BEGIN Stored rows
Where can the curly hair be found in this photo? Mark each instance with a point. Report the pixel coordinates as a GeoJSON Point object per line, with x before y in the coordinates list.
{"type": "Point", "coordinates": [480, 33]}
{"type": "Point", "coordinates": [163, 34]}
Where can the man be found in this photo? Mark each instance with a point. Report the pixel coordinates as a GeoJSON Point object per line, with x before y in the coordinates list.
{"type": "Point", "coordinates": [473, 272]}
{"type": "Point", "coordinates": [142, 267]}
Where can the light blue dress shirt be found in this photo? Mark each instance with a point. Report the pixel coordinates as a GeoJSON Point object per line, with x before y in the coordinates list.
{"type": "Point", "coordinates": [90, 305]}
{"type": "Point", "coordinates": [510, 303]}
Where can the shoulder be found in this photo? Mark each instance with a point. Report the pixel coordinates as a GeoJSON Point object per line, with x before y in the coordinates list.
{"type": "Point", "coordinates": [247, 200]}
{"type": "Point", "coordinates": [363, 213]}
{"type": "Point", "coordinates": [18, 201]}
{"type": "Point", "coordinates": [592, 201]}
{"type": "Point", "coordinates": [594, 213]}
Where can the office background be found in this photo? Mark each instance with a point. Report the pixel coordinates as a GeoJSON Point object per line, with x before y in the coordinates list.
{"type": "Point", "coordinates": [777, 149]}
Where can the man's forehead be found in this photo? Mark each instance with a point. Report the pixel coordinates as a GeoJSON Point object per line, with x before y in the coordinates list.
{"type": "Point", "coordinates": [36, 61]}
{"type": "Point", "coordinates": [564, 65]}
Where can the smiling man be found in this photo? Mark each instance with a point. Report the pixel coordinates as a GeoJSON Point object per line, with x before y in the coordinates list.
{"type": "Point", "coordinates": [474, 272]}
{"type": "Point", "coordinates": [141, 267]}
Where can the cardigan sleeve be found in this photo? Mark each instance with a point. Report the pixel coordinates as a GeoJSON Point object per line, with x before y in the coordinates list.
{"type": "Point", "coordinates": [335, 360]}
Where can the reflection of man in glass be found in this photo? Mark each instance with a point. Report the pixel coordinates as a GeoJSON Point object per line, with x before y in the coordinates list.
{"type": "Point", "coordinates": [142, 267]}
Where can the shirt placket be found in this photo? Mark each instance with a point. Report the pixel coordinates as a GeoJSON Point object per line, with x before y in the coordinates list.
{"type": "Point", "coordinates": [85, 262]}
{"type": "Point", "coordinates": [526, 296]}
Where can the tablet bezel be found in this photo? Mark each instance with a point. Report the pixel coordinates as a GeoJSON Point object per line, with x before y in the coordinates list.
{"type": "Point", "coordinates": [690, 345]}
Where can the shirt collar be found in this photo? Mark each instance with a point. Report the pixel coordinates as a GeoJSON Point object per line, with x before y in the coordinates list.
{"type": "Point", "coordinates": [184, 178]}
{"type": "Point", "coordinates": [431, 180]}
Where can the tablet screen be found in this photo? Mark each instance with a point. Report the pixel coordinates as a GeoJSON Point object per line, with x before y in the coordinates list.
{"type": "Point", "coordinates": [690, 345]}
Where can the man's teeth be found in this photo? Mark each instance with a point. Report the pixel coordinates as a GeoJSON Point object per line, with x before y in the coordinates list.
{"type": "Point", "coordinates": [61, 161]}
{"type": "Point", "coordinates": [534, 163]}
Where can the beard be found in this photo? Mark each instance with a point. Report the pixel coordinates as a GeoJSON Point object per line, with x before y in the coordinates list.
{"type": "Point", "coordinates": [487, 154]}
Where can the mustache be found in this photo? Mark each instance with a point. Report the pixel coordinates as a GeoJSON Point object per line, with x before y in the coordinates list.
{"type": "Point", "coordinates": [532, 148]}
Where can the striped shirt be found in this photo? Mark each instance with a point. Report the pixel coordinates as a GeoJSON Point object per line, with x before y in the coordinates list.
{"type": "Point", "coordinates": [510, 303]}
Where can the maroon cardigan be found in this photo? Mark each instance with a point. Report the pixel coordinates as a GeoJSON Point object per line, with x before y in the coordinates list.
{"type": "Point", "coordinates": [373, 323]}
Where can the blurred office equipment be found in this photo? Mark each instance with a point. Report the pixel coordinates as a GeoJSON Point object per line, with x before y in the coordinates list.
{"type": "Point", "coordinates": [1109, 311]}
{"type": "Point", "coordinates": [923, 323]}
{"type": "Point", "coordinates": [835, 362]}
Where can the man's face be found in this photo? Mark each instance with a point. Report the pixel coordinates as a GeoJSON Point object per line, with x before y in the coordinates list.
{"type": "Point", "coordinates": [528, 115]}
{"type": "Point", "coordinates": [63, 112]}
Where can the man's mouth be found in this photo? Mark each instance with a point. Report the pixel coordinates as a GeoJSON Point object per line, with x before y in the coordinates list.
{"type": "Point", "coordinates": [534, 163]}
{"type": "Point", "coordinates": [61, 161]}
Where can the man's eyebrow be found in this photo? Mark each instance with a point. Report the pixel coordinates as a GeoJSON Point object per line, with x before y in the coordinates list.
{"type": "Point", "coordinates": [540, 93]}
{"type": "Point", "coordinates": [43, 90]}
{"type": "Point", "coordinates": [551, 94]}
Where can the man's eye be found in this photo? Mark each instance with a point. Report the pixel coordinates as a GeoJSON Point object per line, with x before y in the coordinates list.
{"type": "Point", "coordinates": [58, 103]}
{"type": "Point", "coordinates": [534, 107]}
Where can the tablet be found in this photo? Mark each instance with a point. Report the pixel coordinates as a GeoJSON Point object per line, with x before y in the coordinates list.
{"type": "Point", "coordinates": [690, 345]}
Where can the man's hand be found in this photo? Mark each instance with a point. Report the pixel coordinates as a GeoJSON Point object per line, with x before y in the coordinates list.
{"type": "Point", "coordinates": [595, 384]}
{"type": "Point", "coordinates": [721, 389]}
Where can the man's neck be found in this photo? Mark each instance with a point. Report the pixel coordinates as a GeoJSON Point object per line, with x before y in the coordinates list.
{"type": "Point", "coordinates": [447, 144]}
END Stored rows
> [Stated goal] Locate the line that contains "Where can the man's eye be", then please quote it and every line after it to the end of the entries above, exactly and with nothing else.

> [Full response]
Where can the man's eye be found in this photo? Mark each instance with a point. Report the pixel coordinates as a GeoJSON Point object per line, with x before y in the coordinates list.
{"type": "Point", "coordinates": [58, 103]}
{"type": "Point", "coordinates": [534, 107]}
Where can the tablet be found in this photo? Mark each instance with a point. Report the pixel coordinates as a GeoJSON Point object per line, with x before y in the coordinates list.
{"type": "Point", "coordinates": [690, 345]}
Where can the man's hand be found in this photo? Mark each instance with a point. Report the pixel coordinates as a GeoJSON Point object per line, with x before y in the coordinates list.
{"type": "Point", "coordinates": [595, 384]}
{"type": "Point", "coordinates": [721, 389]}
Where can the man's neck be found in this photo? Mark each instance with a point. Report the pixel coordinates as a GeoJSON Point object per line, with x before y in the coordinates list.
{"type": "Point", "coordinates": [447, 144]}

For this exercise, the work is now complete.